* SELECTED EXTRACT
** Start **

On Episode 491 of The Core Report, financial journalist Govindraj Ethiraj talks to Shankkar Aiyar, veteran economic journalist and author.

  1. FIIs have sold close to $8 billion in January.

  2. JP Morgan warns of sudden stop of foreign investment to emerging markets on account of better alternatives.

  3. India keeps options on crude oil open after sanctions on Russia as there are many choices, says the Oil Minister.

  4. Does India’s middle class have a voice when it comes to taxes?

  5. The Trump Tariff Tracker: Another step back on China.

THE BUDGET WISHLIST 

📝 E-Commerce Industry Leaders Eye Simplified Policies And Tax Relief

E-commerce industry leaders are looking to the Union Budget 2025 for measures that simplify compliance, provide tax relief, and drive inclusive growth. A key focus remains on easing goods and services tax (GST) slabs and reducing tax deducted at source (TDS) rates to improve liquidity for players in the sector.

** End **

* RECORDED INFORMATION
** Start **

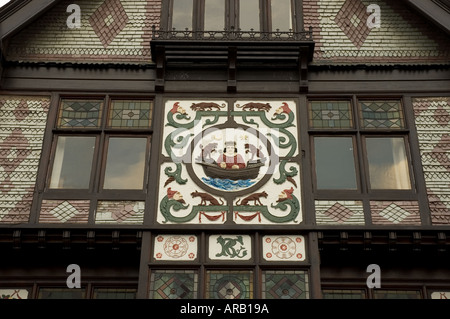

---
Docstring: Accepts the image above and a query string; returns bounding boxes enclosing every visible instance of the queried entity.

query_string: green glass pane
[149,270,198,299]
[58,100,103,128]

** End **
** Start **

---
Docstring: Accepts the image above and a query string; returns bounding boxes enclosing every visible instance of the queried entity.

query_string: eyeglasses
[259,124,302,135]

** End **
** Start **

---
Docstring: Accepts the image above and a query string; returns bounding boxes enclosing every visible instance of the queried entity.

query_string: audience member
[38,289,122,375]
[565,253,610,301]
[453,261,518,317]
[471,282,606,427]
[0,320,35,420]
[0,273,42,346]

** End **

* THE TASKS
• A. In the Core Report excerpt above, how much did FIIs sell in January?
• B. Carry on the Core Report excerpt above, picking up right after its last sentence about e-commerce leaders' budget hopes.

* WRITTEN RESPONSES
• A. Close to $8 billion.

• B.
"As we approach this year’s budget, we anticipate continued positive developments for the e-commerce sector, particularly in light of last year's impactful changes. We hope the government will further build on the reduction in the TDS rate from 1% to 0.1% for e-commerce operators, potentially extending additional support to enhance liquidity and simplify compliance processes," said Nilay Patel, Founder & Managing Director, Easy Pay.

“Towards this goal, in Budget 2025, we urge the consideration of a waiver of GST on all financial services offered at Business Correspondent outlets, which serve as the backbone of rural banking in India,” added Anand Kumar Bajaj, Founder, MD & CEO of PayNearby.

Key Budget Expectations:

  • Relaxation in GST Slabs and Tax Benefits: E-commerce leaders are advocating for a waiver of GST on all financial services offered at Business Correspondent (BC) outlets and a dedicated 5% GST rate for startups focused on last-mile empowerment. 

  • TDS Reduction: Extend lower TDS rates introduced last year to further improve liquidity.

  • Rural Fintech Collaboration: Incentivise partnerships between fintech and banks to boost rural financial inclusion.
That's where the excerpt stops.